(Problem description):
Copy every line from the one containing "Find the green leaf" through the last line of the records below, both included, and nothing else.

(Excerpts from point annotation data)
-- START --

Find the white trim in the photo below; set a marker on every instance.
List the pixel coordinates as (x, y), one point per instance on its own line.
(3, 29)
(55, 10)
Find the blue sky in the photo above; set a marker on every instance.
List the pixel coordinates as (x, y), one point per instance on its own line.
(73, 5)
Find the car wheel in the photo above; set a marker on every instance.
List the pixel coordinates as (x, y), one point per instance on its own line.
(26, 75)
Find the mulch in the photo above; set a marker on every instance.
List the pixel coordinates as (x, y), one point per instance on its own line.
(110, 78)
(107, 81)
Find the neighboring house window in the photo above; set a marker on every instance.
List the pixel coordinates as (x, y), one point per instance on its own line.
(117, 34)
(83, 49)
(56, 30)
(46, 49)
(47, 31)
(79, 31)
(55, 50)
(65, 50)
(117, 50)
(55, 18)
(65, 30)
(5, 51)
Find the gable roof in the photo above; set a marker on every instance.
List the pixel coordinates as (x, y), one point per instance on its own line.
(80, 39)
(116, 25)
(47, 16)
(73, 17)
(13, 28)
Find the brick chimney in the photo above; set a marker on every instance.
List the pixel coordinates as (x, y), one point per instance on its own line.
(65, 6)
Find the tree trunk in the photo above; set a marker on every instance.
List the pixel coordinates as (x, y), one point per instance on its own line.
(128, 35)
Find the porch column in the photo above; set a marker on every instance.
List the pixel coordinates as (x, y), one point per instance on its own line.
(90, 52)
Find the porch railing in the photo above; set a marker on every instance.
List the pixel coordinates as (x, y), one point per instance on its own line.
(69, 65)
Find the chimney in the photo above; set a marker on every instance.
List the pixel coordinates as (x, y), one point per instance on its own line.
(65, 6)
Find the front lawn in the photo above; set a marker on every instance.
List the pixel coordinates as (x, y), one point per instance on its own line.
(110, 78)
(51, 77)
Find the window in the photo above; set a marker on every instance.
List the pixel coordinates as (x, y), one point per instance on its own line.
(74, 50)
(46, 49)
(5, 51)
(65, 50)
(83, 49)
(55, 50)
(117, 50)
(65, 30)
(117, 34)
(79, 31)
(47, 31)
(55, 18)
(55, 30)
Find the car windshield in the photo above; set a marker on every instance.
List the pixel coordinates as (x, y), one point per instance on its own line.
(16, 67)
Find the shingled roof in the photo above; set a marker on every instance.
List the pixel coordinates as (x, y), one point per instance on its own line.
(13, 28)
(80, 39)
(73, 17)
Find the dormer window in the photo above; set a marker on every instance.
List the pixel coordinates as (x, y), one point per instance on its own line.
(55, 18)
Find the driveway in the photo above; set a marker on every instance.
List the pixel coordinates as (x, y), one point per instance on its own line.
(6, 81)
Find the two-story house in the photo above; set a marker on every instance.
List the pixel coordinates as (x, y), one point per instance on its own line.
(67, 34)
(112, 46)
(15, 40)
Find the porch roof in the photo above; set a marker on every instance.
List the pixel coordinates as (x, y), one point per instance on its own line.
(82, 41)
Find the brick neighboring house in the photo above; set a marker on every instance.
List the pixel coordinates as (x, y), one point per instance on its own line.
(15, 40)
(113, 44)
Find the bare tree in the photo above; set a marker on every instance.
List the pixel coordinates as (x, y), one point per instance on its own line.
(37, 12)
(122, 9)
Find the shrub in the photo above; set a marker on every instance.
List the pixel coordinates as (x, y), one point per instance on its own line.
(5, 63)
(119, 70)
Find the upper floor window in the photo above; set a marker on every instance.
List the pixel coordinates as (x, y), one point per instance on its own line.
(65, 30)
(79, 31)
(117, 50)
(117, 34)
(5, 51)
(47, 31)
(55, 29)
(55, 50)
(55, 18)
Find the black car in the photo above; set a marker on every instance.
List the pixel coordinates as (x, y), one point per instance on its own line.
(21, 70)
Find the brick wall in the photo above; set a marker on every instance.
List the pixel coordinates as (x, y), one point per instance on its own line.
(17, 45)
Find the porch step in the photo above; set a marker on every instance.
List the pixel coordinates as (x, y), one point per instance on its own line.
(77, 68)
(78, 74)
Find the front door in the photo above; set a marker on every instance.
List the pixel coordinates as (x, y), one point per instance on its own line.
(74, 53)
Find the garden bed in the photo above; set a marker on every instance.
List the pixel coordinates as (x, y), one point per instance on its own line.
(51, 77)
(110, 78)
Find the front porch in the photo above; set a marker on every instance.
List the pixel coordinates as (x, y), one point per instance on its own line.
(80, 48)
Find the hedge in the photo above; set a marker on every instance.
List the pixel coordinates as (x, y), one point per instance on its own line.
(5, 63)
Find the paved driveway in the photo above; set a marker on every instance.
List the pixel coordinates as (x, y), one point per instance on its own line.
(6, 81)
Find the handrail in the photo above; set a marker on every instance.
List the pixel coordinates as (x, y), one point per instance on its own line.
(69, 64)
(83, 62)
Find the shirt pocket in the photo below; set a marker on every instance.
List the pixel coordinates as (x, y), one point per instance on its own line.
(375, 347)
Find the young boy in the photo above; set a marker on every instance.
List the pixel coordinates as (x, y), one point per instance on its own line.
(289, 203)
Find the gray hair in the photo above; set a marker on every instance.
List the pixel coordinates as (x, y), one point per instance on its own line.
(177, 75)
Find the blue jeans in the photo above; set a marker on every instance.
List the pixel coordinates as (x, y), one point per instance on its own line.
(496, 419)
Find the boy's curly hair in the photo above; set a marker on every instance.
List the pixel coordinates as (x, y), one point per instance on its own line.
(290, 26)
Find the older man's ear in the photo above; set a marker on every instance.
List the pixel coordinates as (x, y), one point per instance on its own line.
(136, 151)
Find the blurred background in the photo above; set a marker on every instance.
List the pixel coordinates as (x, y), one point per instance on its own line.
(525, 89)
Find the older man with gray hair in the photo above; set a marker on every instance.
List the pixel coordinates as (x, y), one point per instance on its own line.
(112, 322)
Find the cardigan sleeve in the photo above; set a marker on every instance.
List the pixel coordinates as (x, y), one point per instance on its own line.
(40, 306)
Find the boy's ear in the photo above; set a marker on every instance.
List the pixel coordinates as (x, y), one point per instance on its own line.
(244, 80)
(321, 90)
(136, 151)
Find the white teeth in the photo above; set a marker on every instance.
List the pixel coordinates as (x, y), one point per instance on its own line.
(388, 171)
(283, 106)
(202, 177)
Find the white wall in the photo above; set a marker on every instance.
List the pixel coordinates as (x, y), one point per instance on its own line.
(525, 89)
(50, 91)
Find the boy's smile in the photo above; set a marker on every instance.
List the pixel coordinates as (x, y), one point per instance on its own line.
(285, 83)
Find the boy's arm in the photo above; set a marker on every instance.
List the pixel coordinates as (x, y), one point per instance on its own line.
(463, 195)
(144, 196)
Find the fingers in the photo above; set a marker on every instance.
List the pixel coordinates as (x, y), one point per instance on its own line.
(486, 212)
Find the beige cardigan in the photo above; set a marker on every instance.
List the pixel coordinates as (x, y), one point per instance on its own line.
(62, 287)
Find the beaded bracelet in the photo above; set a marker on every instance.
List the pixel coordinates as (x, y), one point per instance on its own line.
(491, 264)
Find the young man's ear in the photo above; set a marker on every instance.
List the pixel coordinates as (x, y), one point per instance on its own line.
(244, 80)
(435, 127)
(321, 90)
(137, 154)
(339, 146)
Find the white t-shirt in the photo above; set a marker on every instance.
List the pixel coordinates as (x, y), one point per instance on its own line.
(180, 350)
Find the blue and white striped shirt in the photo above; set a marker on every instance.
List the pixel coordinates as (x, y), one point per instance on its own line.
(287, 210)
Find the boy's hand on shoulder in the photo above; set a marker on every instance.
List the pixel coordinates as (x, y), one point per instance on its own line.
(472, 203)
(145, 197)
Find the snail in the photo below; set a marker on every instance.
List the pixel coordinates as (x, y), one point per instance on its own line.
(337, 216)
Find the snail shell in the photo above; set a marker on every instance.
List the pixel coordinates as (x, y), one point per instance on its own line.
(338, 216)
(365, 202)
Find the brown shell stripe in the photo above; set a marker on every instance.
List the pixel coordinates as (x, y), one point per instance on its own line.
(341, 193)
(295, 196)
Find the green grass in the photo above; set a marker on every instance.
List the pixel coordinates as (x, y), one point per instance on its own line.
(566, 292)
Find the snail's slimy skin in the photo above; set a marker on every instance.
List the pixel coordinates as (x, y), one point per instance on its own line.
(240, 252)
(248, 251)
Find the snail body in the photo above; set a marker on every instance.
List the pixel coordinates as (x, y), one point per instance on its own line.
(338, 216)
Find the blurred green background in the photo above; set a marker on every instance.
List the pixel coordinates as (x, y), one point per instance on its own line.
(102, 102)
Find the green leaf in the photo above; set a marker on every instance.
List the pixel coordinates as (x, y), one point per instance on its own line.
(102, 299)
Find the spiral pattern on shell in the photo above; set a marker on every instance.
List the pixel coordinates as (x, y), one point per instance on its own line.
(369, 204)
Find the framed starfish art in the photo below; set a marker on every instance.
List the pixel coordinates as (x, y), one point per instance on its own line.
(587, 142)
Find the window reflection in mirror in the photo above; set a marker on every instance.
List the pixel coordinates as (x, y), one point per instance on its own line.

-- END --

(Reply):
Find the green leaf in the photo above; set a marker on every instance.
List the pixel coordinates as (x, y), one point per instance on its own line.
(102, 299)
Find the spiral pattern on shell in the photo above; set a marker on every instance.
List the pixel coordinates as (x, y), one point per instance on its own line.
(369, 204)
Find the framed starfish art in the photo below; set a marker on every instance.
List the pixel coordinates as (x, y), one point per instance on its own line.
(587, 142)
Find the window reflection in mirror in the photo above; set a marker on every instance.
List the pixel coordinates as (x, y), one point per instance on its own line.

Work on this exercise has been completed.